La biodiversité nous protège

Avant de se pencher sur la polémique autour du port du masque et des carences de l’État, Pierre-Joseph Laurent établit la chronologie de l’événement dans le monde. En Belgique, c’est le 16 mars 2020 que le confinement commence. Chauves-souris, pangolins et civettes sont montrés du doigt.

«Une affirmation qui témoigne surtout de notre incapacité à collaborer avec eux», juge Frédéric Laugrand qui revient des Philippines après deux mois de recherche sur le rôle et la perception des chauves-souris par les populations. «Les peuples qui vivent au contact de ces bêtes nous font voir bien autre chose. Au-delà de nos perspectives encore très naturalistes.»

Selon le directeur du Laap, «nous ne survivrons pas sans développer notre capacité à composer, à se réconcilier et peut-être même à s’allier à d’autres existants, pour prendre le terme de l’anthropologue Philippe Descola. Y compris les plus dangereux, comme les virus et les bactéries. L’épidémiologiste François Moutou rappelle aussi que l’humain est un acteur actif des grands cycles épidémiologiques qui le concernent. Et Moutou de souligner que plus la biodiversité est importante, moins les virus animaux sont susceptibles d’atteindre immédiatement l’humain. Et inversement.»

Vers une société plus résiliente

Pour la spécialiste des catastrophes naturelles, Julie Hermesse, «les effets traumatisants pressentis du confinement, les taux de décès suite au virus, les dommages économiques ou encore les conséquences politiques liées à la Covid-19 attestent le glissement heuristique. L’événement est devenu une catastrophe.»

La pandémie est une aubaine démonstrative pour les équipes pluridisciplinaires de collapsologues qui s’intéressent à l’effondrement de la civilisation industrielle. L’heure serait venue d’accélérer la démondialisation au profit d’une relocalisation radicale des activités sociales et économiques.

La chargée de recherche au Fonds de la recherche scientifique FRS-FNRS espère que «les heurts n’engendrent ni un retour à la normale ni n’étouffent la créativité nécessaire pour opérer la transition vers une société plus résiliente».

Source des données:
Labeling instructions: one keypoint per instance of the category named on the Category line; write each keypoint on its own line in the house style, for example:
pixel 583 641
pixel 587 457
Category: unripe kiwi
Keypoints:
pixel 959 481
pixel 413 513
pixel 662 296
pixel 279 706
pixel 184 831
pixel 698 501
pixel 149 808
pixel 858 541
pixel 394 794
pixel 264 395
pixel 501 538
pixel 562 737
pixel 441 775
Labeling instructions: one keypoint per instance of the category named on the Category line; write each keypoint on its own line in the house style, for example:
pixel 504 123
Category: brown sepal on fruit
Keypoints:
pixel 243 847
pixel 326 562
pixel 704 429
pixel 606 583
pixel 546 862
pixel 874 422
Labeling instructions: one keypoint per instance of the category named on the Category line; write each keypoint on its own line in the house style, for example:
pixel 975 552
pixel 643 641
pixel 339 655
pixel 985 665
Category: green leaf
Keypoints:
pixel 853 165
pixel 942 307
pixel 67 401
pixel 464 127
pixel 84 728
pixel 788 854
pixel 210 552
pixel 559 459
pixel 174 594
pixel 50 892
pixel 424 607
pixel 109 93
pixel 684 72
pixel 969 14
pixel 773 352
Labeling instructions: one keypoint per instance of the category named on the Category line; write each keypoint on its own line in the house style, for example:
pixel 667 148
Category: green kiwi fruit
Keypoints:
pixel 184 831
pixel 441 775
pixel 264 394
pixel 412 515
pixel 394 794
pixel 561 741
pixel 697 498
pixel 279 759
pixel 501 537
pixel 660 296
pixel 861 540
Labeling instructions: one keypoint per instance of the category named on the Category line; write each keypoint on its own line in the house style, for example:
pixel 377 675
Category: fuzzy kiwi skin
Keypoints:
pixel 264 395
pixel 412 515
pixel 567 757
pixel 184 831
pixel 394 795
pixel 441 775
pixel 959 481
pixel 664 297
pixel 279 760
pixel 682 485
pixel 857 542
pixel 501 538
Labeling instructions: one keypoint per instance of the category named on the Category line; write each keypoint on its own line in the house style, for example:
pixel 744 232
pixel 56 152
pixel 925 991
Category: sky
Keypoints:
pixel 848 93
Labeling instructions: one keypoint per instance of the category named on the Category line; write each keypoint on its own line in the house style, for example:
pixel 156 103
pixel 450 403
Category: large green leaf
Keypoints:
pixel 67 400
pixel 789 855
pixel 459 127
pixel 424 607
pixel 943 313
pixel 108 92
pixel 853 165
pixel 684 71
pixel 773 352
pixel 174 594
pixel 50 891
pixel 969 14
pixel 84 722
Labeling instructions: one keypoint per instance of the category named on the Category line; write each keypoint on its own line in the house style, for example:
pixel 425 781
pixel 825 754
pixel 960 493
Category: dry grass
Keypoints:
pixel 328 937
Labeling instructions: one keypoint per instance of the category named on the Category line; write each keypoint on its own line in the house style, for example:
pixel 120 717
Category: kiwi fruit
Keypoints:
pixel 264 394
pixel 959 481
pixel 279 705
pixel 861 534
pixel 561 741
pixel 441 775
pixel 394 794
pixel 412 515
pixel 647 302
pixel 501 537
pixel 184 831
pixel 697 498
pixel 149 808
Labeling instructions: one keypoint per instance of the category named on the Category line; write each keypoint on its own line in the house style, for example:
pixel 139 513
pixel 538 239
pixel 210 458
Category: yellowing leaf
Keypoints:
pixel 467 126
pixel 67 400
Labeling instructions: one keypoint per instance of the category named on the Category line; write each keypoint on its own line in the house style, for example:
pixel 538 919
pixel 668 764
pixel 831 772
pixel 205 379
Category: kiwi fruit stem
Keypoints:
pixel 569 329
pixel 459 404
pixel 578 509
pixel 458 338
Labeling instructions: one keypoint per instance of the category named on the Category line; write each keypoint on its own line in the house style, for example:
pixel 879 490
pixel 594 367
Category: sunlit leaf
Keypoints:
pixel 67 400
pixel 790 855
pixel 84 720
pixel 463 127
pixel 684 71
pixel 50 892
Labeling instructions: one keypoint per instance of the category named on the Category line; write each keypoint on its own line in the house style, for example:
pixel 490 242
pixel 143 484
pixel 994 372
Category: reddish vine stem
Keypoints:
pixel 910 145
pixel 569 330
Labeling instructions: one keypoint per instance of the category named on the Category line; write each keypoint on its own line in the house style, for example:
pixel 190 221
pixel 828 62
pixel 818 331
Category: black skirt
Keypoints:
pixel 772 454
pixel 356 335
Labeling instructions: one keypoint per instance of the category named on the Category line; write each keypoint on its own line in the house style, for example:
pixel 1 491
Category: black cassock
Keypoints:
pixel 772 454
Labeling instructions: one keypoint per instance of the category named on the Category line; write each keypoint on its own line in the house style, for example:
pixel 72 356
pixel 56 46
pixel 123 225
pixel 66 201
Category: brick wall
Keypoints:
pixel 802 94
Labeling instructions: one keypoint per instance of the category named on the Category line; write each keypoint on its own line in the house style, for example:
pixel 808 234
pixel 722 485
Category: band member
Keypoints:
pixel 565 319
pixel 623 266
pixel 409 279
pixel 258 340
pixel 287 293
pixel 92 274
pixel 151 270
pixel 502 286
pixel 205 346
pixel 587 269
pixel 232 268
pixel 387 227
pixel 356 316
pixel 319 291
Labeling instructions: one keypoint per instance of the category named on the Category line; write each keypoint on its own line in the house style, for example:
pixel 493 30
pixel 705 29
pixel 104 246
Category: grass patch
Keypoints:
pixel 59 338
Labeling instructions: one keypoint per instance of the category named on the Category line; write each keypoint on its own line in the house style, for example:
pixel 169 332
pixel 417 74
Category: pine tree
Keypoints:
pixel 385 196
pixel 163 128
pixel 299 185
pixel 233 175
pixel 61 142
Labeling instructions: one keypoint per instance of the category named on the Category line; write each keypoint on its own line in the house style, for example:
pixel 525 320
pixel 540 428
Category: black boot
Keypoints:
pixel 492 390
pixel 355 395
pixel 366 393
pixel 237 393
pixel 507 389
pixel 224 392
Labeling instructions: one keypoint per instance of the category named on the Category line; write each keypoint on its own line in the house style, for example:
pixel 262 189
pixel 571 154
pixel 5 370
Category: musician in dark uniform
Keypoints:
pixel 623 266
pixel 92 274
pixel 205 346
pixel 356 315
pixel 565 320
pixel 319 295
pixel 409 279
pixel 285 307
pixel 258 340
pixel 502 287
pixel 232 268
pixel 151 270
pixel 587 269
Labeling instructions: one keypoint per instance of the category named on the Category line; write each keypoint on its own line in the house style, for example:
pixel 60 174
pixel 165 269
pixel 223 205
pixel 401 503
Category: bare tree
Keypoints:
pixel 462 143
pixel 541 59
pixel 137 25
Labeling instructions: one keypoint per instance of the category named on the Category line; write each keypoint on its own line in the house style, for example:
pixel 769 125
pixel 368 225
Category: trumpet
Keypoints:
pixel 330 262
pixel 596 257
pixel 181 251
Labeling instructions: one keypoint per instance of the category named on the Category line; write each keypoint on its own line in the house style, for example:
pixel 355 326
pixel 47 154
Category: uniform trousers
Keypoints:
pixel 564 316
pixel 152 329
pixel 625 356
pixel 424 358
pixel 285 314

---

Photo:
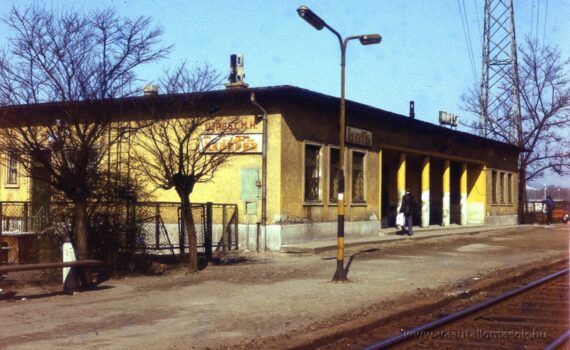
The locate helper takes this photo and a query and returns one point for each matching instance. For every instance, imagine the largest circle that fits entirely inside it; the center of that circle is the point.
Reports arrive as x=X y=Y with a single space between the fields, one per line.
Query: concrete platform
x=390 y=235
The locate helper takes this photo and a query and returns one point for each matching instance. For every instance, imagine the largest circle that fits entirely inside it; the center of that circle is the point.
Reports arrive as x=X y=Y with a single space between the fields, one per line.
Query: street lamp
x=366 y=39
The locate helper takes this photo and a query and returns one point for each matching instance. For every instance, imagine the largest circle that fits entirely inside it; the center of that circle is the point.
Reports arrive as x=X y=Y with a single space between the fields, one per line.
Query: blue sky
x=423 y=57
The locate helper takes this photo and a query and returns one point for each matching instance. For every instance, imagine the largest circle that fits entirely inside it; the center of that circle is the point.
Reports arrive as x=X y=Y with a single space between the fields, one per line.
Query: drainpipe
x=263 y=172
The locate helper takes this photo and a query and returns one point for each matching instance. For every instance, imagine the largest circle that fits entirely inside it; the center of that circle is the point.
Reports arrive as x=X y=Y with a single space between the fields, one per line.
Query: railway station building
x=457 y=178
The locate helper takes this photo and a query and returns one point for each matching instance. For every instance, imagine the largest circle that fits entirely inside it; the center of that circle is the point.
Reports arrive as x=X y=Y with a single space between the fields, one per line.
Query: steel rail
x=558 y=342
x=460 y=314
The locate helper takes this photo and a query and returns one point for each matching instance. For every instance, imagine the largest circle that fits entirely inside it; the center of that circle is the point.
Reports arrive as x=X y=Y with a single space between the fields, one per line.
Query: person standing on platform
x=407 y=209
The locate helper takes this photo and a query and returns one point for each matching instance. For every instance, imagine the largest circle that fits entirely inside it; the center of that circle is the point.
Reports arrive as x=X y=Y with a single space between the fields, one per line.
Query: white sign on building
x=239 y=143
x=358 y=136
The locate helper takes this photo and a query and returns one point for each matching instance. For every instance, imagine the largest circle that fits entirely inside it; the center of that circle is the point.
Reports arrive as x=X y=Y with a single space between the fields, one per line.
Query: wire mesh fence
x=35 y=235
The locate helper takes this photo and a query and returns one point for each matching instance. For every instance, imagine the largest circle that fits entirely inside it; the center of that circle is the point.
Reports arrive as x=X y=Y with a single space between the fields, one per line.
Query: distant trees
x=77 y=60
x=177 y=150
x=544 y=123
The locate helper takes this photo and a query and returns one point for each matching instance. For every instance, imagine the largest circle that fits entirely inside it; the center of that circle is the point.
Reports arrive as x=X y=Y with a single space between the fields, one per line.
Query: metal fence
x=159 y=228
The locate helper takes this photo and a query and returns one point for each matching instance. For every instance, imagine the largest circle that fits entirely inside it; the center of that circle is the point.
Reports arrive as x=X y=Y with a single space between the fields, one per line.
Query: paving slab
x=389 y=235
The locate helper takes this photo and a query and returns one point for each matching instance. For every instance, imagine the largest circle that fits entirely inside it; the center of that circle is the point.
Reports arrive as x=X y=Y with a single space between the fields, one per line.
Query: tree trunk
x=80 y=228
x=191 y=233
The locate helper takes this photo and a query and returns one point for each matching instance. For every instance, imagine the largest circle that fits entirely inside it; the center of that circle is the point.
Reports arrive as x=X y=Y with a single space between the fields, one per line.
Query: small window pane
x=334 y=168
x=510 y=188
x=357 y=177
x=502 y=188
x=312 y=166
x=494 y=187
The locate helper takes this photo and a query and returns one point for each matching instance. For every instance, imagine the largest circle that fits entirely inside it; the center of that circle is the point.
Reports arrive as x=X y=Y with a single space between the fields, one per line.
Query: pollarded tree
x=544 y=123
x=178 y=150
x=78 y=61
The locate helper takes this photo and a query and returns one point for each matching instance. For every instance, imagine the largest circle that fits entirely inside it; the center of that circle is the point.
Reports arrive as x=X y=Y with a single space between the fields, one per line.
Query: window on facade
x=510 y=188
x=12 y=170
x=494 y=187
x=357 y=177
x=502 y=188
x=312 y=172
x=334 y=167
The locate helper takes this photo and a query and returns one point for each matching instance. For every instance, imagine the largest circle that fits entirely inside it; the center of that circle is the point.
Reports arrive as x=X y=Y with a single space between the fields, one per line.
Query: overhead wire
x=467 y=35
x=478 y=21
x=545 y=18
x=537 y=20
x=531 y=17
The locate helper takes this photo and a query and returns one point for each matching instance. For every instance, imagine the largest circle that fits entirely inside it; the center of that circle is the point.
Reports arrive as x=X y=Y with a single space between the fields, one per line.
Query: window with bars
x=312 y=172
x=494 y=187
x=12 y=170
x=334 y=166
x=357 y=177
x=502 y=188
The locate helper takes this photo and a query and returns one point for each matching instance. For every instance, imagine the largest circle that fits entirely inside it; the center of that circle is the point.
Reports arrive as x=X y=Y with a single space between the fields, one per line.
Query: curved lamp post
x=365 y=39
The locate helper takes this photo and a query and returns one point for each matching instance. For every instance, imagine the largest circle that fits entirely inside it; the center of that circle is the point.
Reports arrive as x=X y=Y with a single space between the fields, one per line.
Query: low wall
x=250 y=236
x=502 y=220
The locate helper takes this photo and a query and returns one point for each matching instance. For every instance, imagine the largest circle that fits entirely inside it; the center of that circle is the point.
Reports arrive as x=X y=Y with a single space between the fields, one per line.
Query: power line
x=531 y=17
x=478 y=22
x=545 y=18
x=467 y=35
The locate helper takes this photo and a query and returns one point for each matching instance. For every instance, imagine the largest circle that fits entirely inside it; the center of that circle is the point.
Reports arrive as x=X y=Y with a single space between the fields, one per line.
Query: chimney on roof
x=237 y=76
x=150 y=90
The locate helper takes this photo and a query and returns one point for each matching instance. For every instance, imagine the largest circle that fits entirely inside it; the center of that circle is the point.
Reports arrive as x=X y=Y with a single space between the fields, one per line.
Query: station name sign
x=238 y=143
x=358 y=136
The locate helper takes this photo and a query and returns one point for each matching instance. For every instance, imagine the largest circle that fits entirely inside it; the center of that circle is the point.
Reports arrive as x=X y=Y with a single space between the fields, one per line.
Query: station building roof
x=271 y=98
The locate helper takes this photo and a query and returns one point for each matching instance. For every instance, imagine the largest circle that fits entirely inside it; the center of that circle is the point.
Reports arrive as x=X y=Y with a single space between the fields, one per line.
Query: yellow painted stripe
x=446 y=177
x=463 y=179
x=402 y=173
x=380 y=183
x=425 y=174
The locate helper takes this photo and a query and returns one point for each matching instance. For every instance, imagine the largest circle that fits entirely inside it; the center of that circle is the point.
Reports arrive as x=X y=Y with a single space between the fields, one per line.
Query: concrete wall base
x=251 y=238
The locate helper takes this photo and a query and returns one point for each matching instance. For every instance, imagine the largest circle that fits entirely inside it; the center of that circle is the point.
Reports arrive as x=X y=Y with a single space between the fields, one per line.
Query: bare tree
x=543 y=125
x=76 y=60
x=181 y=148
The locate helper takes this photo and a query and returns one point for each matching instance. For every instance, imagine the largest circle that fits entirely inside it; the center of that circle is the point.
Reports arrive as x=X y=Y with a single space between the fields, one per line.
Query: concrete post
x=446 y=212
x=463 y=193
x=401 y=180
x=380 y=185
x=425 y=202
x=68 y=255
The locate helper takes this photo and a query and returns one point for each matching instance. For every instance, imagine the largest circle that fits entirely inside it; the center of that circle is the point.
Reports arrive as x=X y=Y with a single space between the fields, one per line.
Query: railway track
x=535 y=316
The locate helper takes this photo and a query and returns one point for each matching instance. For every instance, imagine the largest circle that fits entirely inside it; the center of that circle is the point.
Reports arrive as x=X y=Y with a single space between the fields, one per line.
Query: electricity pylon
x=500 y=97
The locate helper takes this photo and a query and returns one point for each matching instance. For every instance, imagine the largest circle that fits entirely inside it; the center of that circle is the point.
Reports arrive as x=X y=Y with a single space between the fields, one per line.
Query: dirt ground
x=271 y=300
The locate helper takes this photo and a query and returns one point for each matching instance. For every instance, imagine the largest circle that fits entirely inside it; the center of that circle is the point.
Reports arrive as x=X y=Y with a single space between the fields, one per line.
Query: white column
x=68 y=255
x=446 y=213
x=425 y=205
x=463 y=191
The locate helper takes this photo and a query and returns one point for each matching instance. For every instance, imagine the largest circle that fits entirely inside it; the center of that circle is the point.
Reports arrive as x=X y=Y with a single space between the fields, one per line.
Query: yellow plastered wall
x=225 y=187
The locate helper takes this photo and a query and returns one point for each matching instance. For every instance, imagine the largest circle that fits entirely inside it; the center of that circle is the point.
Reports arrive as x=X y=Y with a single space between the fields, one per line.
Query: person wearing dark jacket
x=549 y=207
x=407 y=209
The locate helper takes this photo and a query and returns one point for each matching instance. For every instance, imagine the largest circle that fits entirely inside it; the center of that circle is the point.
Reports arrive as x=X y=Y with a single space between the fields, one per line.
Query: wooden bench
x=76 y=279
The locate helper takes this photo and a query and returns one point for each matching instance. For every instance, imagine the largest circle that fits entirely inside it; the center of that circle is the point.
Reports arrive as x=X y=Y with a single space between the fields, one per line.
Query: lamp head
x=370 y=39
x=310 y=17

À faire:
**1)** Dans le texte sur la biodiversité, sur quoi Julie Hermesse s'appuie-t-elle pour affirmer que l'événement est devenu une catastrophe ? Répondez en une à trois phrases.
**2)** D'après le texte sur la biodiversité, à quelle date le confinement commence-t-il en Belgique ?
**3)** Rédigez la suite du texte sur la biodiversité à partir de sa dernière phrase.

Résultats obtenus:
**1)** Julie Hermesse s'appuie sur les effets traumatisants pressentis du confinement, les taux de décès dus au virus, les dommages économiques et les conséquences politiques liées à la Covid-19. Selon elle, ces éléments attestent le glissement heuristique qui a fait de l'événement une catastrophe.

**2)** Le 16 mars 2020.

**3)**
On avance en ordre dispersé

«Un constat s’impose en Belgique et plus largement en Europe», souligne Anne-Marie Vuillemenot. «Chacun avance en ordre dispersé. Répondant point par point au désordre de l’organisation initiale des confinements. Confinement et déconfinement riment avec médicalement. Mais aussi avec ahurissement, dérèglement, égarement, débordement, agacement, boniment…»

Que pouvait-on attendre de l’autorité publique? «À l’extrême qu’elle fasse au moins semblant de savoir. Qu’elle se débrouille pour recouvrir le hasard d’une volonté feinte, d’un semblant de certitude. Et qu’elle circonscrive ce faisant notre stupéfaction à l’idée de ne pas savoir de quoi demain sera fait.»

La codirectrice du Laap a la quasi-certitude qu’un long cheminement de reconstruction individuelle, sociale et mondiale nous attend. Dans les mois et les années à venir.

Vivre sans deuil

Olivier Servais dénonce la remise en question de tous les rites de l’humain et du lien social. «Il a fallu attendre un mois et demi après le début du confinement pour qu’un des porte-paroles évoque la question du deuil.»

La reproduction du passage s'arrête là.